Съ неменьшею очевидностію открываетъ Милль въ нынѣшней демократіи, которую онъ такъ и называетъ ложною, и существованіе зла втораго рода, то-есть низкій уровень умственнаго развитія въ народныхъ собраніяхъ. Здѣсь онъ ссылается на то общее наблюденіе, что представительное правленіе, какой бы оно формы ни было, равно какъ и вся новѣйшая цивилизація, выказываетъ естественное стремленіе стать въ общій уровень посредственности. Въ ложной демократіи это стремленіе проявляется, конечно, въ высшей степени; высшіе умы и характеры здѣсь необходимо затираются массой; право представительства, вмѣсто того чтобъ принадлежать всѣмъ, принадлежитъ исключительно большинству каждой отдѣльной мѣстности, имѣющей право на представителя, такъ что голосъ просвѣщеннаго меньшинства можетъ вовсе не имѣть органовъ въ собраніи. "Извѣстно -- говоритъ Милль -- что въ американской демократіи, которая построена по этому фальшивому образцу, просвѣщенные члены общества не ищутъ себѣ мѣстъ ни въ конгресѣ, ни въ законодательныхъ собраніяхъ штатовъ -- до такой степени они увѣрены, что ихъ не выберутъ; изъ этого правила исключаются только тѣ изъ нихъ, которые соглашаются пожертвовать своими убѣжденіями и быть не болѣе, какъ орудіемъ массы". Другой примѣръ, приводимый Миллемъ изъ той же американской демократіи, состоитъ въ томъ, что при выборахъ президента сильнѣйшая партія никогда не рѣшается предложить кого-нибудь изъ своихъ способнѣйшихъ кандидатовъ: такой человѣкъ слишкомъ долго былъ на виду у всѣхъ, чтобы не породить о себѣ различныхъ мнѣній, чтобы не возбудить, поэтому, противодѣйствіе въ нѣкоторой части партіи, и потому онъ никогда не могъ бы такъ вѣрно соединить всѣ голоса, какъ можетъ соединить ихъ человѣкъ, о которомъ, до тѣхъ поръ пока его не выставили на видъ какъ кандидата, не было и слуху.

УСЛОВИЯ ЗАДАНИЯ
• A. Перечислите все выборные законодательные органы, которые названы во фрагменте о ложной демократии.
• B. Продолжите фрагмент о ложной демократии, начав сразу после его последнего предложения.

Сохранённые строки
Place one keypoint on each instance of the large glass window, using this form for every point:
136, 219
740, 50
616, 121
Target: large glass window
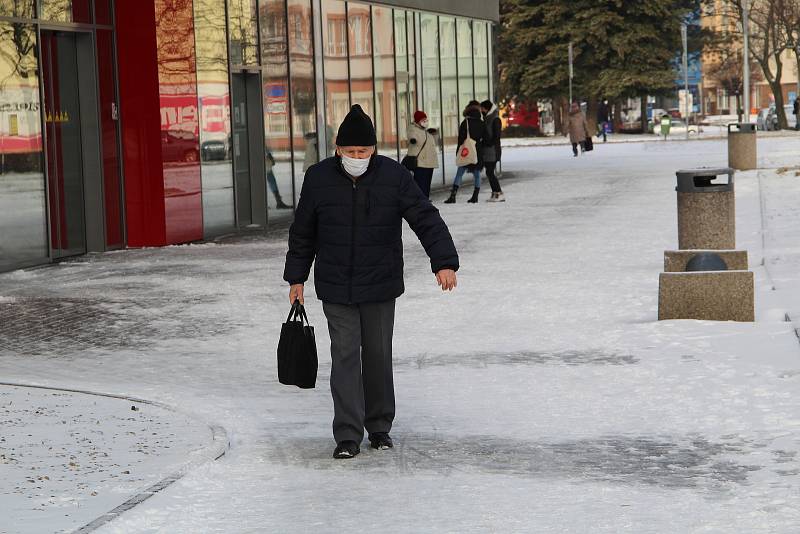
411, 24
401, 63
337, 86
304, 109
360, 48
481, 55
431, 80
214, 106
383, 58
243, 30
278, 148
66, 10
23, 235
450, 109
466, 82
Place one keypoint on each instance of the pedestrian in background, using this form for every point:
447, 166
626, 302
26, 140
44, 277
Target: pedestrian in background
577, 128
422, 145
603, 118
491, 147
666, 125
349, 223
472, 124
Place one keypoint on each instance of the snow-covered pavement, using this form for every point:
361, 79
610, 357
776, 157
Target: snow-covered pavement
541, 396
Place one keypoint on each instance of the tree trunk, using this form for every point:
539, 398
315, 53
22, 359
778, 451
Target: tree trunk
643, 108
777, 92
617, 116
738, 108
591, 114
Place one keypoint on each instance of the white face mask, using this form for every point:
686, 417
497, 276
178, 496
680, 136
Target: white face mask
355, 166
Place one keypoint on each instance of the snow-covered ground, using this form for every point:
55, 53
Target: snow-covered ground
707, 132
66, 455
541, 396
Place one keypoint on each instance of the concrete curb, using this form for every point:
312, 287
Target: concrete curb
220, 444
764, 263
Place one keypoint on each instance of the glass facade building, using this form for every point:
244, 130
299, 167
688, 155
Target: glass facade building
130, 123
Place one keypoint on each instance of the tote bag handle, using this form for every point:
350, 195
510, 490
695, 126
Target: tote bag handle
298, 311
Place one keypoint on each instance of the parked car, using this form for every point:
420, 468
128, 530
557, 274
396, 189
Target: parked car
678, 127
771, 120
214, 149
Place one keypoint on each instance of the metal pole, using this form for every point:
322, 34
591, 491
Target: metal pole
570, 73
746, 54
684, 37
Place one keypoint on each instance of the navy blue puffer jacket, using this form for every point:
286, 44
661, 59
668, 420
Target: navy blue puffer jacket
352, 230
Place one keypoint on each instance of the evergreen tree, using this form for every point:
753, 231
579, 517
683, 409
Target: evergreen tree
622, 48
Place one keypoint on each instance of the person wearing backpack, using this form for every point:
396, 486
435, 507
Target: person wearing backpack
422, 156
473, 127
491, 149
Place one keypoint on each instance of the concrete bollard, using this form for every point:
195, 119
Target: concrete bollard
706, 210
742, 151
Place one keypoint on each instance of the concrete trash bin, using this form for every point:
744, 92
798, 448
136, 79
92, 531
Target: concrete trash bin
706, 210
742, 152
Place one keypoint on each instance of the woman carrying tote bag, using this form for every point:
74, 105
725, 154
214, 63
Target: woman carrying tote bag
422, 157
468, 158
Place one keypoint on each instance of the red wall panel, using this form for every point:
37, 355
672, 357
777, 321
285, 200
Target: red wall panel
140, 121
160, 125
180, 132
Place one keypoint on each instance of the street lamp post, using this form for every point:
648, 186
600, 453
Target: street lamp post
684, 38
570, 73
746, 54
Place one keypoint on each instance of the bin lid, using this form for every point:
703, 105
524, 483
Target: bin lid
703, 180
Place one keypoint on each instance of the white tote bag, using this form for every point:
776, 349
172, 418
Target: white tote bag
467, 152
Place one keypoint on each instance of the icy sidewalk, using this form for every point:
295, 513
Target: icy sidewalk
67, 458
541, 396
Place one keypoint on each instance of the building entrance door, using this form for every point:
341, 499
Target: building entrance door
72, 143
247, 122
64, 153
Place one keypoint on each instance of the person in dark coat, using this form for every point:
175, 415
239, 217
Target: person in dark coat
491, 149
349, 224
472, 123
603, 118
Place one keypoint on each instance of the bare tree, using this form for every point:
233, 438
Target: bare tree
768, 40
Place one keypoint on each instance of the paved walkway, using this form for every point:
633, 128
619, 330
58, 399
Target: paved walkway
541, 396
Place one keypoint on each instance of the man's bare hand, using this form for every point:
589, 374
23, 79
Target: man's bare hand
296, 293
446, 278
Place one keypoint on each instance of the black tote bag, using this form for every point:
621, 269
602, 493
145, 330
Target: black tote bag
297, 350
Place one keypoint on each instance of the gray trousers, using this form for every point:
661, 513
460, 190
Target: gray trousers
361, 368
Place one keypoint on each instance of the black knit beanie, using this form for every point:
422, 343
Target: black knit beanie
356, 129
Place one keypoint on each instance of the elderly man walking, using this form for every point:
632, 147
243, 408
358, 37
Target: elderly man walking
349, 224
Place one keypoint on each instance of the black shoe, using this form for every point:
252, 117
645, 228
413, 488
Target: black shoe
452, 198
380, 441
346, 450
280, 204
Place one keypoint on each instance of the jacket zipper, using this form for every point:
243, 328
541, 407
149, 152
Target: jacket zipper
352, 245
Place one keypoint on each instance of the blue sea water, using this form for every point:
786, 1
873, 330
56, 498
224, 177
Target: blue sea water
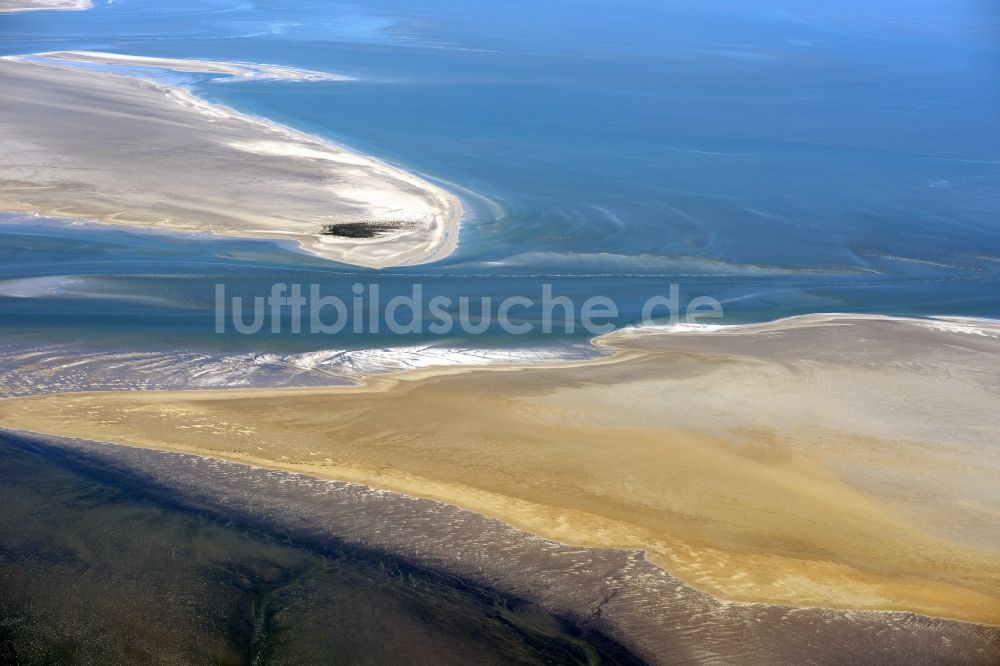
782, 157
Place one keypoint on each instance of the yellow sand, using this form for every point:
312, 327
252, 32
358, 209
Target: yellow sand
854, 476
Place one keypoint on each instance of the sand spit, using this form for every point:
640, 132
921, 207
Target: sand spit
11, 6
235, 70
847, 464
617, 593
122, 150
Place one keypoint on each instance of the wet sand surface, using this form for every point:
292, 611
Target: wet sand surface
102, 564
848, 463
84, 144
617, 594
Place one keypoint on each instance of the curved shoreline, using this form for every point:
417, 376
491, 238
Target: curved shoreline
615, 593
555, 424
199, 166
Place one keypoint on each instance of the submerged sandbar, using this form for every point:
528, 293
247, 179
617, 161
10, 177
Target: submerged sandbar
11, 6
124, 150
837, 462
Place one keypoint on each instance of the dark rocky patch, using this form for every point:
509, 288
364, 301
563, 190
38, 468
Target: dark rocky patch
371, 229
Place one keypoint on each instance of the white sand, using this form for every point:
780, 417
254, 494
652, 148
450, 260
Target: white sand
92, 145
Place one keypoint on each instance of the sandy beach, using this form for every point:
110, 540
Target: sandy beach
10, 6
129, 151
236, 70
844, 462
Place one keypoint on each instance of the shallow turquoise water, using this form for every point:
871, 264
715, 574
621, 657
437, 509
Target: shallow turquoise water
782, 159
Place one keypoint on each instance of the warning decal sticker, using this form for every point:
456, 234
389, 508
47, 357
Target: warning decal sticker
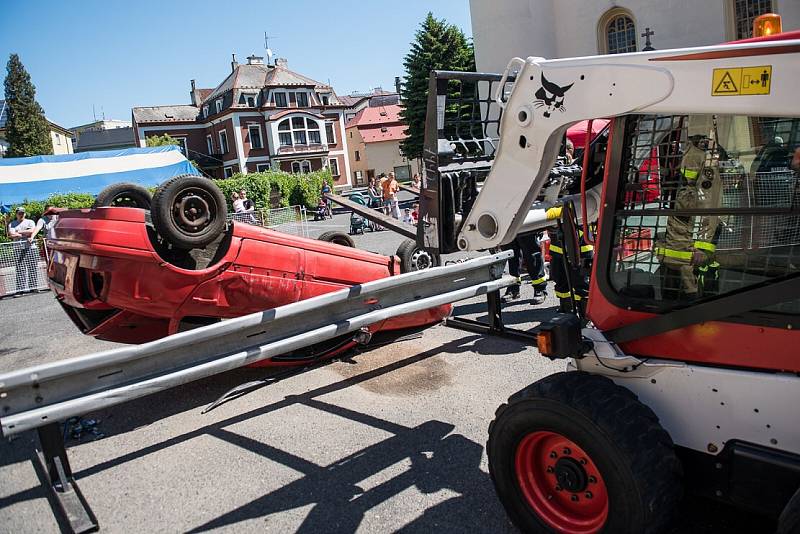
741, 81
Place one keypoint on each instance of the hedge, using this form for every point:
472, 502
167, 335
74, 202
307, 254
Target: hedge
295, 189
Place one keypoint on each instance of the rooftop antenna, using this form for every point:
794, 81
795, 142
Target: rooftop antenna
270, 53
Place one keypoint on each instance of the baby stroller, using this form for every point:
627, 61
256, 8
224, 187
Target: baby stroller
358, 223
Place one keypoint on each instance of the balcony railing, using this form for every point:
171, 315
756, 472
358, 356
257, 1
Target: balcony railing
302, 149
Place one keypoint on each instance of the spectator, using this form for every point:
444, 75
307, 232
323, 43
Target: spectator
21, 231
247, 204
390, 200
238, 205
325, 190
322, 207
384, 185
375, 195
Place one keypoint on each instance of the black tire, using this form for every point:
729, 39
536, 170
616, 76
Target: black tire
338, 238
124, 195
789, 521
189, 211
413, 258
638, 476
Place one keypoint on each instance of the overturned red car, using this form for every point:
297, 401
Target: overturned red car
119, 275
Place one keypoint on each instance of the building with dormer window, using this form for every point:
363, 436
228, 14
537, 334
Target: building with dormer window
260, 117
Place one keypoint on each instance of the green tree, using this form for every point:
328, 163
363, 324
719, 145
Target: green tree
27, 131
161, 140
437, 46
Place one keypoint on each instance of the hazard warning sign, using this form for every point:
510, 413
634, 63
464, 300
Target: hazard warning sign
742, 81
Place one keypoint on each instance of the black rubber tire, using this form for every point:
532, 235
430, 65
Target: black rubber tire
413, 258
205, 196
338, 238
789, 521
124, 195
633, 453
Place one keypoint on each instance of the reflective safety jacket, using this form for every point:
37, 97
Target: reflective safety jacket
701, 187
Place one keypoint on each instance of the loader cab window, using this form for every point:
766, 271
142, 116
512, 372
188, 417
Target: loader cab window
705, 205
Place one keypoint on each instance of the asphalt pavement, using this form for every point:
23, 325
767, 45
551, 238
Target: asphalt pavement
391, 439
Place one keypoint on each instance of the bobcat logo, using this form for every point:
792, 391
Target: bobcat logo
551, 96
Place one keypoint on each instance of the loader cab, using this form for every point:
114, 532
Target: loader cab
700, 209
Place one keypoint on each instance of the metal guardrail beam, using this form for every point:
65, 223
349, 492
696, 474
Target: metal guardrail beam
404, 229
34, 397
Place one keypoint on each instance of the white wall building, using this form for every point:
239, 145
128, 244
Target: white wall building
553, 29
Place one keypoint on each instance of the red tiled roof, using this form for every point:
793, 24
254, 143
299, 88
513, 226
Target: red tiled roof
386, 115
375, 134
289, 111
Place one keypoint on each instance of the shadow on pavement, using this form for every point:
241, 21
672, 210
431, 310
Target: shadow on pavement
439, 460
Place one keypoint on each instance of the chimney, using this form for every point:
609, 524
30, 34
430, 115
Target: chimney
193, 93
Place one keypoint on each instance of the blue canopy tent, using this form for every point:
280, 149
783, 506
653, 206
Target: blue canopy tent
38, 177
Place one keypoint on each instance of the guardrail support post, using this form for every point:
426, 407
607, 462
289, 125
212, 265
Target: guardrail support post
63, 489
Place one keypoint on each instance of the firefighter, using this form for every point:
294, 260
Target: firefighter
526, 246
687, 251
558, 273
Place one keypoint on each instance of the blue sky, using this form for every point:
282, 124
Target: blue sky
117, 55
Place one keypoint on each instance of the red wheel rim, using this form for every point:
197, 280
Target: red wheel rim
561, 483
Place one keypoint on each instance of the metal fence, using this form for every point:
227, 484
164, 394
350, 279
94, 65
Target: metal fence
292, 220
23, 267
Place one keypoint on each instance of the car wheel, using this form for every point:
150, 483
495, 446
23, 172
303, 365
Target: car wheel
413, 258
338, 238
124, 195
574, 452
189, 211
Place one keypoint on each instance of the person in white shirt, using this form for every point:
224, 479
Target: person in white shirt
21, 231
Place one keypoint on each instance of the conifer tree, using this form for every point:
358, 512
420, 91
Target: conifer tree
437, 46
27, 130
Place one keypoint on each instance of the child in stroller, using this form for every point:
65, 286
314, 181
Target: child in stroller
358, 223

РЕЗУЛЬТАТЫ ЗАДАНИЯ
• A. Народныя собранія; конгресъ; законодательныя собранія штатовъ.

• B.
Итакъ нынѣшняя демократія, поражающая насъ такими, дѣйствительно громадными, недостатками, страдаетъ отъ двухъ причинъ: первая состоитъ въ томя;, что нынѣшнее всеобщее избирательство есть величайшая ложь и фарисейство; допускаемое но принципу, оно на самомъ дѣлѣ не существуетъ, потому что хотя въ избирательствѣ и участвуютъ всѣ, но дѣйствительно избираютъ и получаютъ себѣ представителя только тѣ, которыхъ больше; происходитъ это такимъ образомъ, что выбираютъ, напримѣръ, въ извѣстной мѣстности тысяча человѣкъ, но выбираютъ такъ, что пятьсотъ-пятьдесятъ голосовъ подаются въ пользу кандидата, а четыреста-пятьдесятъ противъ него; кандидатъ будетъ выбранъ и четыреста-пятьдесятъ человѣкъ должны остаться безъ представителя своихъ интересовъ и, слѣдственно, безъ защитника ихъ; они просто дѣлаются добычей большинства. Ложная это демократія или нѣтъ? Вторая причина золъ этой демократіи состоитъ въ томъ, что въ ней существуетъ всеобщее избирательство.
-- Не если первая причина та, что это избирательство не существуетъ, а вторая та, что оно существуетъ, то... что же это такое?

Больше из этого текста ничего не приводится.